» **TEXTE FOURNI**
Et si l’hospitalité et l’ancrage passaient aussi par le groove d’un samba-reggae bien senti ? À rebours des fatalismes de bon ton, les Marseillais de la batucada Metêketú viennent faire mentir les vérités toutes faites, n’en déplaise à la flicaille embusquée et aux craintifs renfrognés. Musique, ritmistas !

(...) l’exercice est un peu particulier : pour la première fois, ce ne sera pas tout à fait Mulêketú qui assurera le show mais plutôt Metêketú – « le métèque qui est en toi » –, une formation composée de membres de Mulêketú et de migrants essentiellement Soudanais installés à Marseille.

» **À COMPLÉTER**
a. Reproduisez le passage du texte sur la batucada qui commence par « Et si l’hospitalité » et va jusqu'à « renfrognés. Musique, ritmistas ! ».
b. Pour chaque affirmation, indiquez par oui ou par non si elle concorde avec le texte sur la batucada, en citant les mots qui tranchent : (i) les membres de Metêketú sont marseillais ; (ii) c'est entièrement Mulêketú qui assurera le show ; (iii) les migrants de la formation sont pour la plupart soudanais.
c. Écrivez la suite du texte sur la batucada à partir de sa dernière phrase.
Les entrées n'ont aucun lien avec le texte sur la batucada.

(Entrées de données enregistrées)

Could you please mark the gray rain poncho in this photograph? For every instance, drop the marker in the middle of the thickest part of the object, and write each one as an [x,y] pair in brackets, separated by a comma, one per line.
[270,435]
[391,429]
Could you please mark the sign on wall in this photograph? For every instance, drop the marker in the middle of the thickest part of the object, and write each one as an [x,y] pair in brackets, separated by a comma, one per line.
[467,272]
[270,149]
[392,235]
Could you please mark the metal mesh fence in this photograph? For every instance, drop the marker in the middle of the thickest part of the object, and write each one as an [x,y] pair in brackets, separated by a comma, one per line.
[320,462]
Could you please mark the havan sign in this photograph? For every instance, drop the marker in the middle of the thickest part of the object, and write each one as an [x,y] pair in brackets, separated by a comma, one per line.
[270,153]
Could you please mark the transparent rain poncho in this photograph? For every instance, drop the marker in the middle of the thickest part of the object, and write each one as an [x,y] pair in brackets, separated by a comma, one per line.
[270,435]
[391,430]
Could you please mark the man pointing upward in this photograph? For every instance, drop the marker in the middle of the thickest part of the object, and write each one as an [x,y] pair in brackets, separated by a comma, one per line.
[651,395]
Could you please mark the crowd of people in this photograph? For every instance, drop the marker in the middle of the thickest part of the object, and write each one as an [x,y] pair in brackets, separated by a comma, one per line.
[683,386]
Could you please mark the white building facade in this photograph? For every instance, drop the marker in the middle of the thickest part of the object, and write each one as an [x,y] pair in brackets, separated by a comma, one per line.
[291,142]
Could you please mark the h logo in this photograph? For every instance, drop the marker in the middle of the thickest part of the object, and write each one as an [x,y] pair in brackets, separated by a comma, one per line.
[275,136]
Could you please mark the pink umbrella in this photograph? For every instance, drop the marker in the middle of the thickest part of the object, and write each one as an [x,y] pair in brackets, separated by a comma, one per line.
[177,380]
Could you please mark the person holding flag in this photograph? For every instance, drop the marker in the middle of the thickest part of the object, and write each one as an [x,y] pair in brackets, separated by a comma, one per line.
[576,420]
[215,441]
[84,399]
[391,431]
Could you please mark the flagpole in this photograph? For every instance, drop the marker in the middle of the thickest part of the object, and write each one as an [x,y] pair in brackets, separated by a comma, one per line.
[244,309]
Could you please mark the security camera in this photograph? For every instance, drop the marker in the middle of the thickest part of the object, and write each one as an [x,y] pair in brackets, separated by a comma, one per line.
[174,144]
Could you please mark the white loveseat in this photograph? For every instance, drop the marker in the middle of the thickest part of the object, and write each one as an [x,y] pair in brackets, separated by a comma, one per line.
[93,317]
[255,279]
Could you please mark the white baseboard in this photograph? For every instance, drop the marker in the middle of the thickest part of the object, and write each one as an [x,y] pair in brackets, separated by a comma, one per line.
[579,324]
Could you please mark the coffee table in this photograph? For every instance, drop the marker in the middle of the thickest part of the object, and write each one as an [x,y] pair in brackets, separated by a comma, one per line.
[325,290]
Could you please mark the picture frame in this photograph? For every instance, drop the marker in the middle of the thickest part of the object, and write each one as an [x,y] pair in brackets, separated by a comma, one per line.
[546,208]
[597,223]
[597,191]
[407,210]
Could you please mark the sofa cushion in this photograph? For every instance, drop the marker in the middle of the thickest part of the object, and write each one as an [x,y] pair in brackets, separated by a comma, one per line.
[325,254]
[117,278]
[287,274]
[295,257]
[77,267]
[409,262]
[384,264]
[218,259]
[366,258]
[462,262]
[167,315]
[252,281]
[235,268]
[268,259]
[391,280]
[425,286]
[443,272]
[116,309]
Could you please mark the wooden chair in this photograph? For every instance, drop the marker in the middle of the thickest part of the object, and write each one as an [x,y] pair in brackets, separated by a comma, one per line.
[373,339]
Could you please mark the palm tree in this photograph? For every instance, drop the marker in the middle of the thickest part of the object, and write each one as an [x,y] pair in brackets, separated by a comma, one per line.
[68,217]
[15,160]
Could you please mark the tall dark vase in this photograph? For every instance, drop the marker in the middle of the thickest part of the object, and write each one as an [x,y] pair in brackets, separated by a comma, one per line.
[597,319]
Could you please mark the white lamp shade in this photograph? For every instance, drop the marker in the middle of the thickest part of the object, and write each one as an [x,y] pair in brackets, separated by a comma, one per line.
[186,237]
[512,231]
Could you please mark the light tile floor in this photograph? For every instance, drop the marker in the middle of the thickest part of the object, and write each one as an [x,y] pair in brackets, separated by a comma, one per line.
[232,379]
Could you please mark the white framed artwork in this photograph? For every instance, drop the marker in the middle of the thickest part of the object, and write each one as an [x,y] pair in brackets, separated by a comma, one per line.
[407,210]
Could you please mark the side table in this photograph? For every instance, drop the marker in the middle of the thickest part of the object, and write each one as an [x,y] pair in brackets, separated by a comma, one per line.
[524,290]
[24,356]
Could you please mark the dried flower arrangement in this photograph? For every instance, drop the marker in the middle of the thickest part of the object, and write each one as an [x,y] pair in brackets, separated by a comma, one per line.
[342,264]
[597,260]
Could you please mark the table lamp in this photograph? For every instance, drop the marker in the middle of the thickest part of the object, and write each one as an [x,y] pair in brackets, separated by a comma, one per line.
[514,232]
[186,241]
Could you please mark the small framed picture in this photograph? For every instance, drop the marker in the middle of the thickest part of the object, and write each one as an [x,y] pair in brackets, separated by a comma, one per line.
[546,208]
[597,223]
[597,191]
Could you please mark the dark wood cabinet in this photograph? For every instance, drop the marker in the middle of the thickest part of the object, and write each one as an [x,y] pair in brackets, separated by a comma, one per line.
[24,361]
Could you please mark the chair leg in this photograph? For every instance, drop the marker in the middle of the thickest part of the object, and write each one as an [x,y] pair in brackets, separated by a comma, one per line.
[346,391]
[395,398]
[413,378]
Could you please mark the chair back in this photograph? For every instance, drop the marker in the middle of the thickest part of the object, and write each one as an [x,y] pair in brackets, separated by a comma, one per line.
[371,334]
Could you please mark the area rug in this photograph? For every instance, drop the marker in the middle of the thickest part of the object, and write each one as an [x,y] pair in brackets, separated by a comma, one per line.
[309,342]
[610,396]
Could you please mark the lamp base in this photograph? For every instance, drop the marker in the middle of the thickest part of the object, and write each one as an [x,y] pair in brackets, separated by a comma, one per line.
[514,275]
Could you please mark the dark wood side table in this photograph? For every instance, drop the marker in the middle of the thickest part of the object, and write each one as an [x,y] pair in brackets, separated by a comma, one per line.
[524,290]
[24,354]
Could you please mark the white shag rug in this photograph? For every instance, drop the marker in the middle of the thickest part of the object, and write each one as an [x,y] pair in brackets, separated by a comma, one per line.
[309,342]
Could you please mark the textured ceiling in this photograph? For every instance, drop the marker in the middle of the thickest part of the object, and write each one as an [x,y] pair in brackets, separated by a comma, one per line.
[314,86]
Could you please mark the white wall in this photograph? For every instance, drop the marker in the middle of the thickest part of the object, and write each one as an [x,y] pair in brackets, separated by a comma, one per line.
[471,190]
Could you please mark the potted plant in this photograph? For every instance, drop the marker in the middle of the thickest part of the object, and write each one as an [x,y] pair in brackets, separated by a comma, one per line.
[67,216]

» **RÉPONSES SUCCESSIVES**
a.
Et si l’hospitalité et l’ancrage passaient aussi par le groove d’un samba-reggae bien senti ? À rebours des fatalismes de bon ton, les Marseillais de la batucada Metêketú viennent faire mentir les vérités toutes faites, n’en déplaise à la flicaille embusquée et aux craintifs renfrognés. Musique, ritmistas !

b.
(i) Oui : « les Marseillais de la batucada Metêketú »
(ii) Non : « ce ne sera pas tout à fait Mulêketú qui assurera le show »
(iii) Oui : « de migrants essentiellement Soudanais installés à Marseille »

c.
Concentrée et attentive, Laura tâche de répondre aux dernières sollicitations des uns et des autres avant d’attaquer. Membre régulière de Mulêketú, c’est elle qui a tricoté cette formation inédite au cours des deux derniers mois, comme l’aboutissement évident d’un fil personnel et collectif. « Il y a eu plusieurs choses en même temps. D’abord un gros sentiment de révolte par rapport au traitement médiatique et politique de la question migratoire, qui m’a poussée à me rapprocher à l’automne du collectif Soutien Migrants 13. Et puis début octobre, j’ai vu à Aubervilliers la pièce “81 rue Victor-Hugo (pièce d’actualité)”, montée et interprétée par des immigrés, avec une équipe de professionnels du théâtre. » La démarche lui parle : au-delà de la victimisation ou d’une posture passive, cette anthropologue de profession y voit l’occasion de créer quelque chose de collectif avec des hommes en transit permanent, déjà revenus de Calais sans avoir réussi à passer en Angleterre, et dont les journées passées à dormir racontaient la déprime du déracinement. « Un des sens de cet atelier, c’était de faire une proposition d’hospitalité, ici. »

L’événement déclencheur sera une manifestation partie du centre-ville et en direction du centre de rétention administrative du Canet, le 21 novembre. Mulêketú propose d’accompagner le cortège. La rencontre est immédiate, et pas que du côté des migrants. (...)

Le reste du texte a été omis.